DO THIS: Convert every one of the records below into a two-column CSV with the headers input and output, with one row for each record's text and its answer. Put each field in double quotes, replace line breaks with spaces, and leave the pictures out.

(Dataset records)
--- begin ---

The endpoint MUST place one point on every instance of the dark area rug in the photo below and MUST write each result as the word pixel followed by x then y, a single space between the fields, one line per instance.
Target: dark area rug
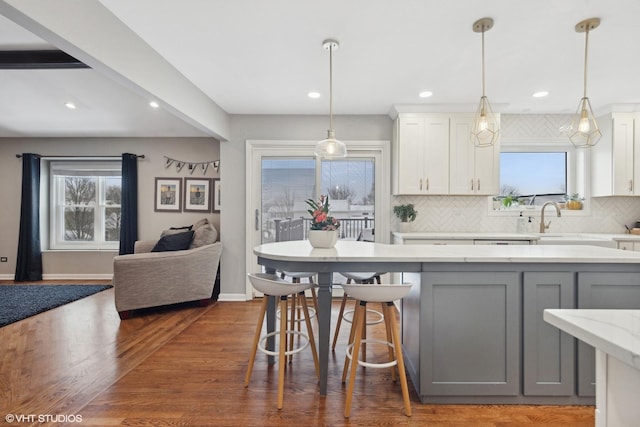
pixel 18 302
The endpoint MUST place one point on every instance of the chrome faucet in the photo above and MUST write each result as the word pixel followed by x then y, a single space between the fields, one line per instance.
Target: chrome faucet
pixel 542 224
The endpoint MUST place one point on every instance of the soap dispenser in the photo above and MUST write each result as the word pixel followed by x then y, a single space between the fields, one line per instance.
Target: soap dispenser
pixel 522 225
pixel 530 225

--- end ---

EXERCISE OUTPUT:
input,output
"The endpoint MUST place one point on every instance of the dark area rug in the photo below and MUST write each result as the word pixel followed by x then y, a single space between the fields, one line per instance. Target: dark area rug","pixel 18 302"
"The endpoint MUST place one point on every instance of the chrome faucet in the photo above and MUST write each result as the word pixel followed by x then y, a single space between the fields, one line per instance. Target: chrome faucet","pixel 542 224"
"The endpoint MUST place one point on every instance of the soap dispenser in the photo above and MUST write each result as the word pixel followed by x then y, a single space between the fields, one line per instance. Target: soap dispenser","pixel 522 225 pixel 530 225"